* Alıntı metin *
····················

Emsal Mahkeme Kararı Kayseri 2. Asliye Ticaret Mahkemesi 2020/393 E. 2022/694 K. 28.09.2022 T.

Görüntülediğiniz mahkeme kararı henüz kesinleşmemiştir. Yararlı olması amacıyla eklenmiştir.

T.C. KAYSERİ 2. ASLİYE TİCARET MAHKEMESİ Esas-Karar No: 2020/393 Esas – 2022/694
T.C.
KAYSERİ TÜRK MİLLETİ ADINA
2. ASLİYE TİCARET MAHKEMESİ GEREKÇELİ KARAR

ESAS NO : 2020/393 Esas
KARAR NO : 2022/694

HAKİM : ….
KATİP :….

DAVACI :….
VEKİLİ :Av. ….
DAVALI :1-….
VEKİLLERİ :Av. ….
Av. ….
DAVALI :2-….
VEKİLİ : Av…..
DAVA :Tazminat (Ölüm Ve Cismani Zarar Sebebiyle Açılan Tazminat)
DAVA TARİHİ : 22/06/2020
KARAR TARİHİ : 28/09/2022
KARAR YAZIM TARİHİ : 21/10/2022
Mahkememizde görülmekte olan Tazminat (Ölüm Ve Cismani Zarar Sebebiyle Açılan Tazminat) davasının yapılan açık yargılaması sonunda;
GEREĞİ DÜŞÜNÜLDÜ:
DAVA: Davacı vekili dava dilekçesinde özetle; 29/03/2018 tarihinde davacının yolcu olarak içinde bulunduğu … plakalı araç ile … ile … plakalı araçlar arasında meydana gelen kazada davacının ağır şekilde yaralandığını, olayı meydana gelmesinde … plakalı aracın sürücüsü …’un tam kusurunun etkili olduğunu, davacının kaza esnasında yolcu olması nedeni ile üzerine atılacak bir kusur bulunmadığını, olay nedeni ile davacının günlük işlerini yapamaz hale geldiğini ve ….- …. v Devlet Hastanesi tarafından düzenlenen raporda da belirtildiği üzere davacının olay nedeni ile %30 engelli hale geldiğini, davacının olay tarihi öncesinde asgari ücretle çalışmakta olduğunu, davacının kaza nedeni ile maddi manevi zarar gördüğünü, olay nedeni ile Kayseri 9. Asliye Ceza Mahkemesi’nin …. E sayılı dosyasında yargılamanın devam ettiğini belirterek fazlaya ilişkin haklarının saklı tutulması ile 500 TL geçici iş göremezlik, 500 TL kalıcı iş göremezlik olmak üzere toplam 1000 TL maddi tazminatın faizi ile birlikte davalılardan tahsili ile, 40.000 TL manevi tazminat bedelinin davalı Kemal’den faizi ile birlikte tahsil edilmesine karar verilmesinin talep edildiği görülmüştür.

····················

* Kaynak bilgisi *

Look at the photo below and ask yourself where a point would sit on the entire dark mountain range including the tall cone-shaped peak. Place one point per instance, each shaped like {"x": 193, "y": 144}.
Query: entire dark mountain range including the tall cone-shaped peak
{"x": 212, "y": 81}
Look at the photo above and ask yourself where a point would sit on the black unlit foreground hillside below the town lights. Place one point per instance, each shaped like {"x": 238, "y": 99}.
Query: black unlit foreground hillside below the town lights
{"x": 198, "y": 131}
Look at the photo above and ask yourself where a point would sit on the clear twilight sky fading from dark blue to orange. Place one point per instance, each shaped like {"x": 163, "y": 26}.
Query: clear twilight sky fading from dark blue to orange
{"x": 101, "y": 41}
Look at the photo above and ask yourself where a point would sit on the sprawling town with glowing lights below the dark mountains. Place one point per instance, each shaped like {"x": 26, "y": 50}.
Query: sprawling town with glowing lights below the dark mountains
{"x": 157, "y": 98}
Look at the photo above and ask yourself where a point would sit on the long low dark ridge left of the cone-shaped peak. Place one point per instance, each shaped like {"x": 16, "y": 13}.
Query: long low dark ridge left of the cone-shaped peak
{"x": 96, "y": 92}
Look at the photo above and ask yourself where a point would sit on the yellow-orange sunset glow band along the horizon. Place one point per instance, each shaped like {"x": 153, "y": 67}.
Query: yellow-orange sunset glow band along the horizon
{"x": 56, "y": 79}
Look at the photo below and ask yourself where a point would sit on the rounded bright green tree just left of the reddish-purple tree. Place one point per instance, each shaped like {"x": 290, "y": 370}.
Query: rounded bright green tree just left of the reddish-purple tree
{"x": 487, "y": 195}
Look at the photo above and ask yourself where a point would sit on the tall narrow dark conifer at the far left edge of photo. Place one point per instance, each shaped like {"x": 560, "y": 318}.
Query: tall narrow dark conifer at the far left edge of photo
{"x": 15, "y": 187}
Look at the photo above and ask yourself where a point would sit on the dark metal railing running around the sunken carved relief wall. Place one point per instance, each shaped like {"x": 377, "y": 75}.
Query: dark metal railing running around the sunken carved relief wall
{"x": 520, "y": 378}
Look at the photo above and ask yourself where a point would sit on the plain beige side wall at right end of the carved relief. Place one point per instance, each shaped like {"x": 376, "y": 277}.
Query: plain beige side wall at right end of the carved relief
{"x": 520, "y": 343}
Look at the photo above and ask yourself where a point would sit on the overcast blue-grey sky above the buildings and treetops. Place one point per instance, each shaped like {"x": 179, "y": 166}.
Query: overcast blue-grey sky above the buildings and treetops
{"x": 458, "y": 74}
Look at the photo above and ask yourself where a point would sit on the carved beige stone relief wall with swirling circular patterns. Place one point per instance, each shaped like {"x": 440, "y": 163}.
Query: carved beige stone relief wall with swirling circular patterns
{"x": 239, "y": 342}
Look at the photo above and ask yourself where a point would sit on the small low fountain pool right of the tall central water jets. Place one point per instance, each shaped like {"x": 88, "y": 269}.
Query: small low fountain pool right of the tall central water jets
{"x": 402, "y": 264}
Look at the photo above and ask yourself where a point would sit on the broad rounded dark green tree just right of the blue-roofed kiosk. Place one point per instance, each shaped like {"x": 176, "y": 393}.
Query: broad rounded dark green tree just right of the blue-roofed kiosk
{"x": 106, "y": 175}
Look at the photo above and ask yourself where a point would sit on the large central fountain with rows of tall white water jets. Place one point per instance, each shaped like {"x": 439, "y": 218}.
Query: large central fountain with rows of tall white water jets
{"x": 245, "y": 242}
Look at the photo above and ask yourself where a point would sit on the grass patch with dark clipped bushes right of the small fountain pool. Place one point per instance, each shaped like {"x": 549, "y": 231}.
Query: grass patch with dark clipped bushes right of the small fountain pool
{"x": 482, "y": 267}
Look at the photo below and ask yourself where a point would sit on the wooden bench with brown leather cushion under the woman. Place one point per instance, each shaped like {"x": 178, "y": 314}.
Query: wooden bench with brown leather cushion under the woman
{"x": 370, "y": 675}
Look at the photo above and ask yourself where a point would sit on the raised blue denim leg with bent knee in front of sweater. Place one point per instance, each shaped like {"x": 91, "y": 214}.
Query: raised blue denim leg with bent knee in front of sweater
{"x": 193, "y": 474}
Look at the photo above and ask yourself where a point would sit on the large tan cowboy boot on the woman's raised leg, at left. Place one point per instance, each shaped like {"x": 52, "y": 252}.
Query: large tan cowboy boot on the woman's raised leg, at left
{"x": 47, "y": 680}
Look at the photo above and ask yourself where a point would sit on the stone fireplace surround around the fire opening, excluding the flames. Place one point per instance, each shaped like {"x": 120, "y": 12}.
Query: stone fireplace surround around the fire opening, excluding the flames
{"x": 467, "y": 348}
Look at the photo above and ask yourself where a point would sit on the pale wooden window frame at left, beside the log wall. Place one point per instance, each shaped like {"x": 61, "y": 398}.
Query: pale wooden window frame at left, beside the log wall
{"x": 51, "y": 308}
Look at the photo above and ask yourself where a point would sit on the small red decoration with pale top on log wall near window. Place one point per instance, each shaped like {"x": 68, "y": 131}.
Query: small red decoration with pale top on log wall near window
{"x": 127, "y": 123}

····················

* Görev 1 *
Lütfen mahkeme kararında "Emsal Mahkeme Kararı" sözlerini içeren ifadeyle açılıp "olması amacıyla eklenmiştir." ile kapanan bölümü hiç değiştirmeden tekrar yazın.
* Görev 2 *
Mahkeme kararındaki "Görüntülediğiniz mahkeme kararı henüz kesinleşmemiştir." cümlesini İngilizceye çevirin.
Yalnızca mahkeme kararındaki bilgileri kullanın.

* Yazılı yanıt 1 *
Emsal Mahkeme Kararı Kayseri 2. Asliye Ticaret Mahkemesi 2020/393 E. 2022/694 K. 28.09.2022 T.

Görüntülediğiniz mahkeme kararı henüz kesinleşmemiştir. Yararlı olması amacıyla eklenmiştir.

* Yazılı yanıt 2 *
The court decision you are viewing has not yet become final.